### Required action
Continue the news briefs below about age-verification and children's social media legislation, picking up after the last sentence shown.

### Source passage
=======

The Utah Senate approved an app store age-verification bill Monday. State senators voted 24-1 to send SB-142 to the House; Sen. Heidi Balderree (R) voted no.
It’s up to social media companies, which make “trillions of dollars” a year, to determine how to effectively verify users’ ages and parental consent for minors, said Connecticut Attorney General William Tong (D) on Monday. Tong urged legislators to pass a kids’ social media bill (HB-6857) at a livestreamed Connecticut General Law Committee hearing. Tech industry groups condemned the proposal in statements.
The 9th U.S. Circuit Court of Appeals should direct a lower court to enjoin California’s 2024 law (SB-976) restricting social media feeds for minors, consumer privacy advocates and free-market groups said in amicus briefs filed Thursday (case 25-146). As it urged the appeals court to reverse the U.S. District Court for Northern California, the Center for Democracy and Technology (CDT) raised privacy concerns about requiring companies to conduct age verification.

=======

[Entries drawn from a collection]
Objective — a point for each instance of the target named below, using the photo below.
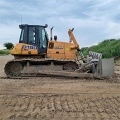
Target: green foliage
(108, 48)
(8, 45)
(4, 52)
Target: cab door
(42, 40)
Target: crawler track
(18, 67)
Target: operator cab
(34, 35)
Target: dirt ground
(49, 98)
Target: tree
(8, 45)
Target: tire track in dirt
(54, 107)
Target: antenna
(21, 19)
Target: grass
(4, 52)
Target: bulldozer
(36, 55)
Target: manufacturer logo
(31, 47)
(58, 47)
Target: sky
(93, 20)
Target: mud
(49, 98)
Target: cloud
(93, 20)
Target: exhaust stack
(51, 33)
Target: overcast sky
(93, 20)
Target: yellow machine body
(55, 49)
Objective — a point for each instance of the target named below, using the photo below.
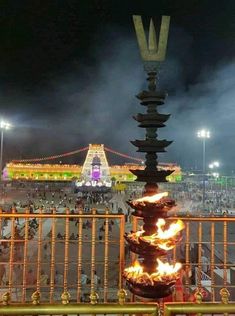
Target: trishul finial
(152, 51)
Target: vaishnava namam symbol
(152, 51)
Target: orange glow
(164, 273)
(165, 239)
(152, 198)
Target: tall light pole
(203, 134)
(3, 126)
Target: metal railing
(208, 250)
(121, 308)
(58, 252)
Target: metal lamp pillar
(204, 172)
(1, 154)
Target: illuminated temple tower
(96, 167)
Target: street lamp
(203, 134)
(3, 126)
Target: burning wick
(165, 272)
(151, 199)
(164, 239)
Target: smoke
(94, 103)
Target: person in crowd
(84, 278)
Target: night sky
(70, 70)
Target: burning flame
(164, 273)
(172, 231)
(151, 199)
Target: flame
(152, 198)
(165, 272)
(164, 239)
(172, 231)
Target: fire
(172, 231)
(164, 239)
(164, 273)
(152, 198)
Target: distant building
(94, 171)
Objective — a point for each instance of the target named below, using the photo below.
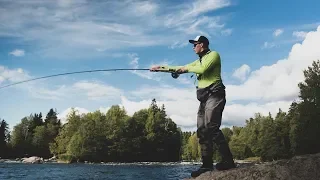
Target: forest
(149, 135)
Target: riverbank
(303, 167)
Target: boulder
(303, 167)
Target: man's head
(200, 43)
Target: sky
(264, 48)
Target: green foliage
(4, 138)
(149, 135)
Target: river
(161, 171)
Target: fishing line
(76, 72)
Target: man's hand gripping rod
(174, 74)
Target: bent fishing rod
(162, 69)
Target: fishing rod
(162, 69)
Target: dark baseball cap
(200, 39)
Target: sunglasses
(195, 44)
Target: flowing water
(96, 171)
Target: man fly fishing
(212, 96)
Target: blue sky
(41, 38)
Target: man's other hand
(155, 68)
(182, 70)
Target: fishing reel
(174, 74)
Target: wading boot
(227, 158)
(207, 165)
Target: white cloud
(17, 52)
(278, 32)
(96, 90)
(97, 28)
(266, 90)
(299, 34)
(242, 72)
(279, 81)
(268, 45)
(12, 75)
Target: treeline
(149, 135)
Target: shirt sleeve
(212, 59)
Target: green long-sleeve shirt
(209, 68)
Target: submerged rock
(304, 167)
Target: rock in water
(304, 167)
(33, 160)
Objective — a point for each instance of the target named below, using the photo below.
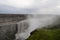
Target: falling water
(32, 23)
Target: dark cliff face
(7, 32)
(6, 18)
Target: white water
(34, 22)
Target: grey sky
(30, 6)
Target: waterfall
(32, 23)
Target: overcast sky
(30, 6)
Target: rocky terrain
(8, 31)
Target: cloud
(31, 6)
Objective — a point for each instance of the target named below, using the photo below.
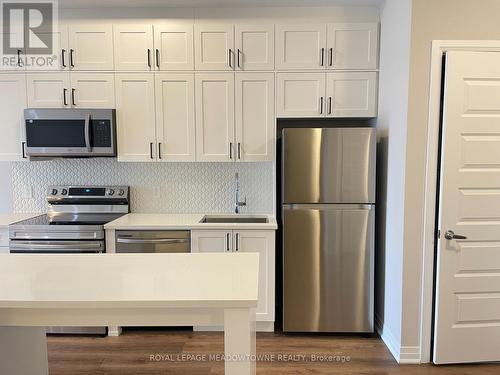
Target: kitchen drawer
(4, 237)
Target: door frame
(431, 177)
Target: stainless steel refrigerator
(328, 202)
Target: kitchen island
(125, 290)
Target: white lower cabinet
(332, 94)
(12, 104)
(260, 241)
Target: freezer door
(329, 165)
(328, 268)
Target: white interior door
(255, 121)
(92, 90)
(91, 47)
(467, 317)
(301, 46)
(214, 47)
(133, 47)
(174, 46)
(12, 104)
(48, 90)
(215, 117)
(135, 117)
(254, 46)
(175, 116)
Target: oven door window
(67, 133)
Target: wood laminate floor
(185, 352)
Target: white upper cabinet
(174, 47)
(254, 47)
(353, 46)
(133, 47)
(175, 127)
(255, 121)
(300, 94)
(48, 90)
(12, 104)
(91, 47)
(92, 90)
(352, 94)
(301, 46)
(214, 47)
(215, 116)
(135, 116)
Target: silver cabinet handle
(87, 132)
(450, 235)
(151, 241)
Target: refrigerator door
(328, 268)
(323, 165)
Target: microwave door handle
(87, 133)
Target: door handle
(63, 62)
(450, 235)
(87, 133)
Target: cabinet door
(48, 90)
(12, 104)
(211, 241)
(135, 116)
(254, 45)
(352, 94)
(91, 47)
(261, 242)
(301, 46)
(174, 47)
(175, 116)
(353, 46)
(255, 121)
(214, 47)
(92, 90)
(133, 47)
(214, 116)
(301, 94)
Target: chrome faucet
(237, 202)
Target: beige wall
(431, 20)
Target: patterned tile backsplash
(155, 187)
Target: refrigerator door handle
(332, 206)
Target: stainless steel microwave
(70, 132)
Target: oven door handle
(87, 133)
(69, 246)
(146, 241)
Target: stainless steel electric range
(74, 223)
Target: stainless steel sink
(250, 219)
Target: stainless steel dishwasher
(152, 241)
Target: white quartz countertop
(11, 218)
(128, 280)
(182, 221)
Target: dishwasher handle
(150, 241)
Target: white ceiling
(86, 4)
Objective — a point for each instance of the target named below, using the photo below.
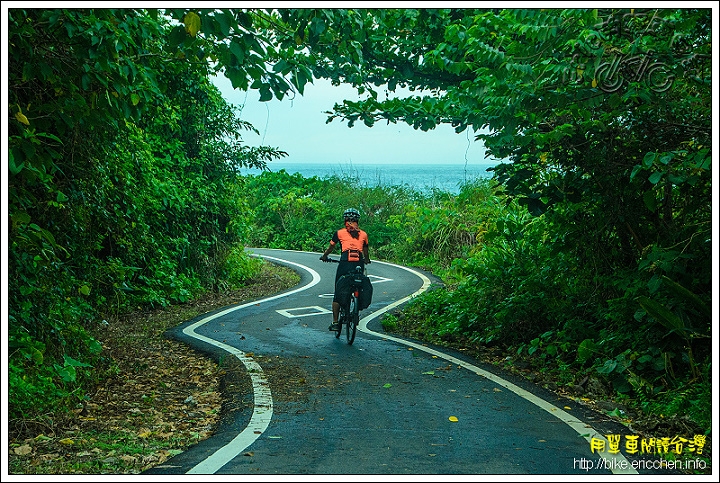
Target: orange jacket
(351, 247)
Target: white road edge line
(262, 413)
(617, 463)
(263, 403)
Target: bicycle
(349, 316)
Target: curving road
(312, 404)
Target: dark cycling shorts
(344, 267)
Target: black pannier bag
(344, 286)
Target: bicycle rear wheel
(352, 320)
(341, 321)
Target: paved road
(309, 403)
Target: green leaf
(69, 361)
(192, 23)
(663, 315)
(586, 350)
(655, 177)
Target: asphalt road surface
(309, 403)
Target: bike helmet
(351, 214)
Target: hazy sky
(298, 127)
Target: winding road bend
(383, 405)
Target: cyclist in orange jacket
(354, 251)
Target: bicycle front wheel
(352, 320)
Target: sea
(424, 178)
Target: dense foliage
(604, 120)
(594, 252)
(122, 159)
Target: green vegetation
(589, 253)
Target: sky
(298, 126)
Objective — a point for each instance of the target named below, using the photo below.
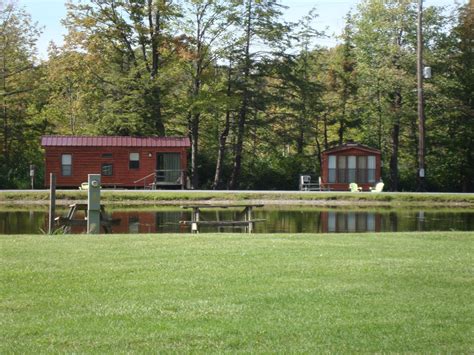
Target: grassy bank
(398, 292)
(316, 198)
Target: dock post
(248, 218)
(194, 219)
(52, 202)
(93, 204)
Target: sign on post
(93, 204)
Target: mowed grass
(398, 292)
(126, 197)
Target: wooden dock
(247, 213)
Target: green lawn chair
(377, 188)
(353, 187)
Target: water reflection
(276, 221)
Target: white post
(93, 204)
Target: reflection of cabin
(350, 162)
(342, 221)
(122, 161)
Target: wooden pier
(248, 221)
(69, 220)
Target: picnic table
(247, 214)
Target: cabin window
(134, 162)
(107, 169)
(347, 169)
(371, 168)
(168, 168)
(332, 169)
(66, 164)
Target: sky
(48, 14)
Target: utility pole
(421, 108)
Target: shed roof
(348, 146)
(114, 141)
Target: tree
(384, 40)
(205, 25)
(126, 43)
(18, 80)
(260, 22)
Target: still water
(291, 220)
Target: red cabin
(121, 161)
(350, 162)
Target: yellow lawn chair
(353, 187)
(377, 188)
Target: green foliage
(351, 293)
(258, 100)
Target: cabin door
(168, 168)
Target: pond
(277, 220)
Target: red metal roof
(114, 141)
(347, 146)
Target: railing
(169, 177)
(351, 175)
(163, 177)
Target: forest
(258, 98)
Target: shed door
(168, 166)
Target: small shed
(350, 162)
(122, 161)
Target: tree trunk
(236, 170)
(325, 131)
(194, 136)
(395, 143)
(154, 28)
(223, 137)
(221, 153)
(6, 156)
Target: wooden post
(93, 204)
(248, 218)
(52, 202)
(194, 219)
(421, 110)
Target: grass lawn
(126, 197)
(394, 292)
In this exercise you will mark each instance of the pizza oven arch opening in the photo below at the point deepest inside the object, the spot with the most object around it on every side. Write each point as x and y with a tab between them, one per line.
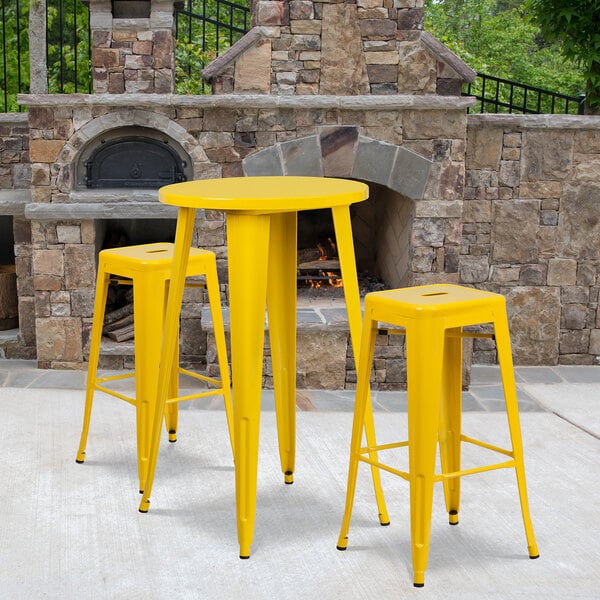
132	157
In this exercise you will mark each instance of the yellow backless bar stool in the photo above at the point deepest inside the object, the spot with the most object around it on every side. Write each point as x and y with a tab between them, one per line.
148	268
432	318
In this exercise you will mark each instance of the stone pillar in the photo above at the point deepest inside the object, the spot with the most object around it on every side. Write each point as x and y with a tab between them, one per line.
38	69
133	47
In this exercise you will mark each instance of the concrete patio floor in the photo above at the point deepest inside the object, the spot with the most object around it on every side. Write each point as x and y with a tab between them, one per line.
74	531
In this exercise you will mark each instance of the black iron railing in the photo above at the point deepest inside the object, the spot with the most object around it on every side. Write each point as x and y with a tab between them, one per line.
496	95
14	52
204	29
67	49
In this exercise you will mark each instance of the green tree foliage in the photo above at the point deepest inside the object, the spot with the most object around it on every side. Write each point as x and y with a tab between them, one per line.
497	38
202	36
575	24
14	51
68	49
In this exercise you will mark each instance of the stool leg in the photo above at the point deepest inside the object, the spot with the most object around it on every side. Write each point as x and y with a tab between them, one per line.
345	246
214	301
367	347
450	420
148	336
248	245
172	408
424	357
183	242
281	306
102	282
512	410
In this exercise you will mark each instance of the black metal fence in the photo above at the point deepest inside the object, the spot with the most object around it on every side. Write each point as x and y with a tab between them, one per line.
204	29
67	49
496	95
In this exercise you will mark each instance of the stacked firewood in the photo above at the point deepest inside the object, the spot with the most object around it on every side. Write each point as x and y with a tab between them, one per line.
118	322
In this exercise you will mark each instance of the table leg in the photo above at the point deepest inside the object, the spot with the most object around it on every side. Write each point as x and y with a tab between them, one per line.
181	252
248	258
281	305
345	247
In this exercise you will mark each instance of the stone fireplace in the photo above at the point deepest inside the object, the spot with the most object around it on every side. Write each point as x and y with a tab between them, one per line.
335	89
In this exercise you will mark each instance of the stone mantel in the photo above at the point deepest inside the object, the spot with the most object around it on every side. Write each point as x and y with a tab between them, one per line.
239	101
104	204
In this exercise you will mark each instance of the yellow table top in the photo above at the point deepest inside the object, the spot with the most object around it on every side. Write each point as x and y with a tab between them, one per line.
264	194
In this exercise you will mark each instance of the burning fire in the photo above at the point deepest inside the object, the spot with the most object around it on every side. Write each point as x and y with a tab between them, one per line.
327	277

=======

### Answer box
Illinois legislators introduced a slew of privacy measures last week, including a comprehensive bill, Delete Act proposal and multiple updates to the state’s Biometric Information Privacy Act (BIPA).
The European Data Protection Board will discuss DeepSeek at its Feb. 11 plenary. Several Data Protection Authorities are investigating the AI chatbot (see 2502030001). The board could also approve a statement on age assurance.
Maryland, one of many states across the country introducing age-verification bills aimed at protecting children online, heard testimony Wednesday in support of HB-394. The bill would make websites liable for distributing obscene content to kids younger than 18, while setting data retention rules for identifying information collected for age verification (see 2501170053).
A privacy expert who worked on Maryland's age-appropriate design code (AADC) said she hopes it can better withstand legal challenges than the California version of the law.
Judges for the 5th U.S. Circuit Court of Appeals appeared split during oral argument Tuesday in NetChoice v Fitch, which deals with a Mississippi kids online safety law. NetChoice sued Mississippi Attorney General Lynn Fitch (R) last year over HB-1126, alleging that it violates the First Amendment and that its age-verification requirement poses privacy problems (see 2501310041).
Oklahoma Rep. Josh West (R) said he won't bring his comprehensive privacy bill to the floor this year, despite the House Government Modernization and Technology Subcommittee clearing it at a Wednesday meeting. The panel also cleared an age-verification bill.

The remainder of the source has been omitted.